EXERCISE OBJECTIVE: Reproduce every line of the entries below without changing anything.

■ ■ ■

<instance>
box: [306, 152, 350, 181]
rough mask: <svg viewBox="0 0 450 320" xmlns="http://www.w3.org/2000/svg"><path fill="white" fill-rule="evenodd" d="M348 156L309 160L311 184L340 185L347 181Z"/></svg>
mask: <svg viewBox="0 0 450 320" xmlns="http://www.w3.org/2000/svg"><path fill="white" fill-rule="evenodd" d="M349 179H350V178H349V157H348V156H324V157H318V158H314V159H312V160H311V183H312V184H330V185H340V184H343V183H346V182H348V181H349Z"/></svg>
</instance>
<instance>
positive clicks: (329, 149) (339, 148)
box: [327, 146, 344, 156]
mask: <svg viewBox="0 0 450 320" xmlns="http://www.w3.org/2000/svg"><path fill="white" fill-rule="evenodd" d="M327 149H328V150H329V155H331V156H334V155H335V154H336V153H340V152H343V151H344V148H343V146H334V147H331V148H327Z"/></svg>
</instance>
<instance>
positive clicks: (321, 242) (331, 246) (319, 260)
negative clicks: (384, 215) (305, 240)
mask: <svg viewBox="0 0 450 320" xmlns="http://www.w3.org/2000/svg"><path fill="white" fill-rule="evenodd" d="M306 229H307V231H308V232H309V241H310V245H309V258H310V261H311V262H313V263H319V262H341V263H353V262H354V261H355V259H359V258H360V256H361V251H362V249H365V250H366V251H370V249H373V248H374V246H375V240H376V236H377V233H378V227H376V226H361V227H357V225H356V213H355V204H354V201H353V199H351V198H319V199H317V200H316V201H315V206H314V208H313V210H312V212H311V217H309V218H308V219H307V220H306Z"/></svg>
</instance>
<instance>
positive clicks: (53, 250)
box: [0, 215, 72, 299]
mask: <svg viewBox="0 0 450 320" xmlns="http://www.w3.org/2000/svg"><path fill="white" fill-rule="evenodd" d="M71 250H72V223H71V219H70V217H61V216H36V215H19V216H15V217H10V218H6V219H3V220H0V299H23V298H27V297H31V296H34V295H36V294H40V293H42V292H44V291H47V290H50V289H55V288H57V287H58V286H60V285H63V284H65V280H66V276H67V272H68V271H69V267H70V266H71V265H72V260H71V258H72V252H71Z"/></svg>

■ ■ ■

SOLVED PROBLEM:
<instance>
box: [306, 152, 350, 181]
rough mask: <svg viewBox="0 0 450 320" xmlns="http://www.w3.org/2000/svg"><path fill="white" fill-rule="evenodd" d="M348 156L309 160L311 184L340 185L347 181Z"/></svg>
mask: <svg viewBox="0 0 450 320" xmlns="http://www.w3.org/2000/svg"><path fill="white" fill-rule="evenodd" d="M349 179H350V178H349V157H348V156H324V157H318V158H314V159H312V160H311V183H312V184H330V185H340V184H343V183H346V182H348V181H349Z"/></svg>
</instance>
<instance>
positive clicks: (329, 149) (339, 148)
box: [327, 146, 344, 156]
mask: <svg viewBox="0 0 450 320" xmlns="http://www.w3.org/2000/svg"><path fill="white" fill-rule="evenodd" d="M327 149H328V150H329V155H331V156H334V155H335V154H336V153H340V152H343V151H344V148H343V146H334V147H331V148H327Z"/></svg>
</instance>
<instance>
positive clicks: (321, 242) (331, 246) (319, 260)
negative clicks: (384, 215) (305, 240)
mask: <svg viewBox="0 0 450 320" xmlns="http://www.w3.org/2000/svg"><path fill="white" fill-rule="evenodd" d="M306 229H307V231H308V232H309V241H310V245H309V258H310V261H311V262H313V263H319V262H341V263H353V262H354V261H355V259H359V258H360V256H361V251H362V249H365V250H366V251H370V249H373V248H374V246H375V240H376V236H377V233H378V227H376V226H361V227H357V225H356V213H355V204H354V201H353V199H351V198H319V199H317V200H316V201H315V206H314V208H313V210H312V212H311V217H309V218H308V219H307V220H306Z"/></svg>
</instance>
<instance>
positive clicks: (53, 250)
box: [0, 215, 72, 299]
mask: <svg viewBox="0 0 450 320" xmlns="http://www.w3.org/2000/svg"><path fill="white" fill-rule="evenodd" d="M71 250H72V223H71V219H70V217H61V216H36V215H19V216H15V217H10V218H6V219H3V220H0V299H23V298H27V297H31V296H34V295H36V294H40V293H42V292H44V291H47V290H50V289H55V288H57V287H58V286H60V285H63V284H65V280H66V276H67V272H68V271H69V267H70V266H71V265H72V260H71V258H72V252H71Z"/></svg>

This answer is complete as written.